* **AIM**
Could you write out again the part of the listing that opens with the line containing "Detection target: leaning tree" and closes with the line containing "left=132, top=0, right=300, bottom=62", both lines included? Shift every bounding-box coordinate in its answers up by 82, and leave the request lines and their sample boxes unchanged.

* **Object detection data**

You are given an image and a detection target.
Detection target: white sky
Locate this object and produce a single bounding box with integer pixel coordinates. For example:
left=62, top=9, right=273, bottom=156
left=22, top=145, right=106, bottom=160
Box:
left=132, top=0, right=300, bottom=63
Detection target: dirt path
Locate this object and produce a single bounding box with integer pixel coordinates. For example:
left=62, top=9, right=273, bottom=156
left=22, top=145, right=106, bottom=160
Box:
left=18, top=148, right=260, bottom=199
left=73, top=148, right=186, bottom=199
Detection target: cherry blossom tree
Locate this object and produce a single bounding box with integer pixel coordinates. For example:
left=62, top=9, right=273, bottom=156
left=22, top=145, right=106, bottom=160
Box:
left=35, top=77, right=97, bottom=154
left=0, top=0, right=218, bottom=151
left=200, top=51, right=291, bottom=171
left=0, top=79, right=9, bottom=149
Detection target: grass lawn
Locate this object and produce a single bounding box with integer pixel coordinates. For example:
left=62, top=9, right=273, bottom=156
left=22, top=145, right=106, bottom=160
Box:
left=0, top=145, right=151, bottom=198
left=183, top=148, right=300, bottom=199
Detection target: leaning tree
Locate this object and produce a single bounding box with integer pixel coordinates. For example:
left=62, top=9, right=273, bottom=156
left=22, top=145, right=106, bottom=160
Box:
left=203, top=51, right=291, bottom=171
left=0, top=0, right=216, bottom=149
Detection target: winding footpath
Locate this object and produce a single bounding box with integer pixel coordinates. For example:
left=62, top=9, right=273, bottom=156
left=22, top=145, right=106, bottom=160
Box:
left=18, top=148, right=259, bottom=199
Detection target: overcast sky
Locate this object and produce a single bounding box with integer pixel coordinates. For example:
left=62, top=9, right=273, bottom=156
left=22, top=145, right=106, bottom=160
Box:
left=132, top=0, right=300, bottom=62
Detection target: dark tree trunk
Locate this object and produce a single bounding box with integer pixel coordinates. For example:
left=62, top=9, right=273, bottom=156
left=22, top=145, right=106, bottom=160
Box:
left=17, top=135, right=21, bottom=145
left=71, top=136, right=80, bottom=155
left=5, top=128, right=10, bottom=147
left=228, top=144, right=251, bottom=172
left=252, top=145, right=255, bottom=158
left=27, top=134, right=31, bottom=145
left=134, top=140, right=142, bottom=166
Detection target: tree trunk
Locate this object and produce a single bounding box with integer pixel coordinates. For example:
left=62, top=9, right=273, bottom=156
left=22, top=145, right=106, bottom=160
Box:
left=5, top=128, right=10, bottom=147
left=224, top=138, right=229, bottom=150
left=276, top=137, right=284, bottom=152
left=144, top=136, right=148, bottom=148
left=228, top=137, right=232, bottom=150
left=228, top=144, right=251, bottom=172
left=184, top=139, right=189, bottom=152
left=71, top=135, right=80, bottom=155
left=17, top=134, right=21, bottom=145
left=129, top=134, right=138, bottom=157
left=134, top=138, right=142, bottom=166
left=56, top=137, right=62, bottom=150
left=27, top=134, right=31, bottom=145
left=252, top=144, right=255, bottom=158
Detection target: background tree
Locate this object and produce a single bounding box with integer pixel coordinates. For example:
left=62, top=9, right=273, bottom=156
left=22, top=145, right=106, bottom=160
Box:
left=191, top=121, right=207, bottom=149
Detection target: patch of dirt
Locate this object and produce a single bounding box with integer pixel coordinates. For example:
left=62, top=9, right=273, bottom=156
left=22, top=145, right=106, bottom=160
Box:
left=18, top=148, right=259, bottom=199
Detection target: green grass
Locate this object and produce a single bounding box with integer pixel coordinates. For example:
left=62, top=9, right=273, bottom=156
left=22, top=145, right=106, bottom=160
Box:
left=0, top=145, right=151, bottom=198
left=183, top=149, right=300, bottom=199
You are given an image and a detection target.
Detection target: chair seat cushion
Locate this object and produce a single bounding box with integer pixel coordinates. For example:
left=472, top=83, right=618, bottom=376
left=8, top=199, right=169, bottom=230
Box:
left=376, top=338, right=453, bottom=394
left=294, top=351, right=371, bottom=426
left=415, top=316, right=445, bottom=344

* **EXERCISE ANSWER**
Detection target: leaning tree
Locate this object and produce a single bounding box with integer pixel coordinates. For example:
left=62, top=9, right=273, bottom=156
left=22, top=145, right=106, bottom=160
Box:
left=285, top=133, right=373, bottom=253
left=82, top=82, right=298, bottom=231
Detection target: winding footpath
Locate this object and produce a single bounding box with integer pixel coordinates. For example:
left=62, top=9, right=273, bottom=156
left=22, top=145, right=106, bottom=160
Box:
left=100, top=230, right=341, bottom=281
Detection target: overcast sky
Locate this object and produce a single bounding box with integer pixel coordinates. For example:
left=62, top=9, right=273, bottom=156
left=22, top=145, right=106, bottom=160
Box:
left=214, top=82, right=382, bottom=144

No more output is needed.